**Work item:** From the material below, reproduce exactly the stretch of lines that begins with the line holding "Target: streaked plumage" and ends with the line holding "Target: cross on roof", skipping the pictures.

**Listed entries:**
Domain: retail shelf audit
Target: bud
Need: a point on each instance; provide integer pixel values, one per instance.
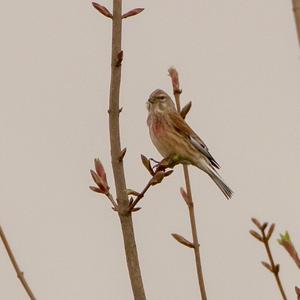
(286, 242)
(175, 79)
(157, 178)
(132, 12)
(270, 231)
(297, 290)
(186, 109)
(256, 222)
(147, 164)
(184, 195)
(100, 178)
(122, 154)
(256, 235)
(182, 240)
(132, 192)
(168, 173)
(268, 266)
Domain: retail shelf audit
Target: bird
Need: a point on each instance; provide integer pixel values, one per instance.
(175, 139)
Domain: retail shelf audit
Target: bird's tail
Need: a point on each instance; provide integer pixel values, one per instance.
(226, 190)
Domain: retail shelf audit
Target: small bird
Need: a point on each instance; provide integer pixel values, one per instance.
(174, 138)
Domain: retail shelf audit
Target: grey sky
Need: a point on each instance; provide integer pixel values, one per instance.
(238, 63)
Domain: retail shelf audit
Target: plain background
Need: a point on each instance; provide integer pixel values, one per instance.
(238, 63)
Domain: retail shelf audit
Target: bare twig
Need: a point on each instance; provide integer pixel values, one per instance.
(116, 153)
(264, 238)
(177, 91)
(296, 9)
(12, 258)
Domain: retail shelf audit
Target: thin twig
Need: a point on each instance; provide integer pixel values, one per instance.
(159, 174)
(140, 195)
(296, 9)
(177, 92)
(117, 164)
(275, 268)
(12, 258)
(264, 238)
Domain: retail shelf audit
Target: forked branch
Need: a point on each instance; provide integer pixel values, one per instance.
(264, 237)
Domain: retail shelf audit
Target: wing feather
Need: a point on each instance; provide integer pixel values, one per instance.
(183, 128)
...
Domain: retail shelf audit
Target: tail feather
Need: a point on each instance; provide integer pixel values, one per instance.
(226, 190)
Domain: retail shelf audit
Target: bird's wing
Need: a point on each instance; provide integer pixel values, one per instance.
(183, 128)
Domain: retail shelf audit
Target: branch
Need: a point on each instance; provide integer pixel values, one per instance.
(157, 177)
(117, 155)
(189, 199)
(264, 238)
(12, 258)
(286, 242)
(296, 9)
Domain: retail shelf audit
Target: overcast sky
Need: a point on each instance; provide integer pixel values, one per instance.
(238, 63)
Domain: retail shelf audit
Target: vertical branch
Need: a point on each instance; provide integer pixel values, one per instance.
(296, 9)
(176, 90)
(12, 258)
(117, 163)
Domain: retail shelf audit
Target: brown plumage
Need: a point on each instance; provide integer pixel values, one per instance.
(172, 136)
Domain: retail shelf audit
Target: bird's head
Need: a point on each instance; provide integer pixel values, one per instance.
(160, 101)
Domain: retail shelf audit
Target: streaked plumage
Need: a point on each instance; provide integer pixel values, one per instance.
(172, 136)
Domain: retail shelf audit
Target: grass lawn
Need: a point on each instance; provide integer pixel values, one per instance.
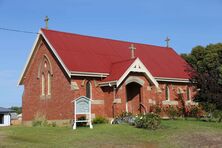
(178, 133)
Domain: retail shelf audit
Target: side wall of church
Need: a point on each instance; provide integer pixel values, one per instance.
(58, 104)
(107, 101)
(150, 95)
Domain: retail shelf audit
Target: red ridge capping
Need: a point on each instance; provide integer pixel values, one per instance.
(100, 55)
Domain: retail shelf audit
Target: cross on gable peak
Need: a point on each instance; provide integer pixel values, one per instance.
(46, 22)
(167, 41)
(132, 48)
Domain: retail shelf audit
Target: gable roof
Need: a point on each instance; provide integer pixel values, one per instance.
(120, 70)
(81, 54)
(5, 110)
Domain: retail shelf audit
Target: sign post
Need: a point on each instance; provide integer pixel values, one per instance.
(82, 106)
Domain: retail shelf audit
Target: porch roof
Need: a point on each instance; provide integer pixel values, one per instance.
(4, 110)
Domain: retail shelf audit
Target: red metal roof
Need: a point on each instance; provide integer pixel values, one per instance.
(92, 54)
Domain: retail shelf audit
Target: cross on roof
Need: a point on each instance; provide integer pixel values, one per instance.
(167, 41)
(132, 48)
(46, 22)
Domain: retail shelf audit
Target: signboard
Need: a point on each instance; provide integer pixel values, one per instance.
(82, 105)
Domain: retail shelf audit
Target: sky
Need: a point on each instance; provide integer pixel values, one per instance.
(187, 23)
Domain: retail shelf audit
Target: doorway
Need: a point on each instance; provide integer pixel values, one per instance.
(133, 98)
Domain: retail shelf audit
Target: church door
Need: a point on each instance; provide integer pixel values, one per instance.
---
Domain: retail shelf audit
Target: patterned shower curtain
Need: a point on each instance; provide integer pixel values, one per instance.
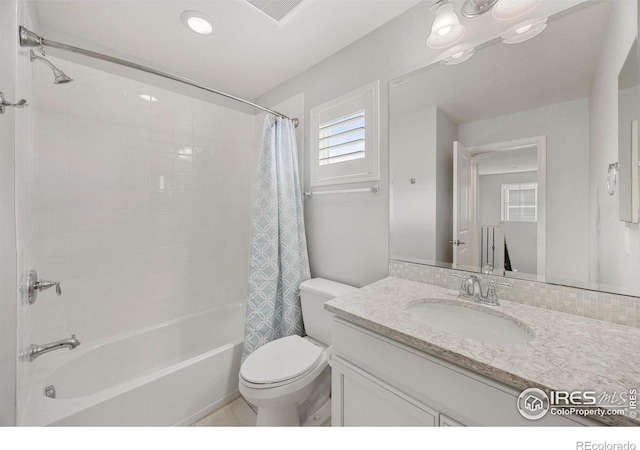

**Response:**
Target: streaked plumage
Need: a point on each instance; provide integer pixel values, one per instance.
(172, 136)
Domain: retail shelf audit
Target: grass lawn
Need: a point on each instance; provide integer pixel values, one per instance.
(178, 133)
Domain: retail shelf audit
Target: side wall of church
Need: a point on each instance; provide integer pixel values, one per instance.
(58, 104)
(107, 101)
(150, 95)
Domain: retail shelf audit
Target: red ridge capping
Need: a point on each instance; provide integer pixel values, one per instance.
(100, 55)
Domain: retail shelf audit
Target: cross on gable peak
Need: a point on each instance; provide integer pixel values, one per instance.
(46, 22)
(167, 41)
(132, 48)
Domain: retail shelf audit
Target: gable roof
Need: a point on each instance; provide integer pixel values, one per instance.
(120, 70)
(81, 54)
(5, 110)
Domain: retail shelf audit
Target: sign post
Need: a point on each instance; provide integer pixel values, one per instance.
(82, 106)
Domain: retail shelf audit
Target: porch roof
Need: a point on each instance; provide integer pixel values, one per instance.
(4, 110)
Domain: retail shelf audit
Target: red metal roof
Need: a point on each instance; provide integer pixel values, one per instance.
(92, 54)
Domain: retail shelf audit
Target: cross on roof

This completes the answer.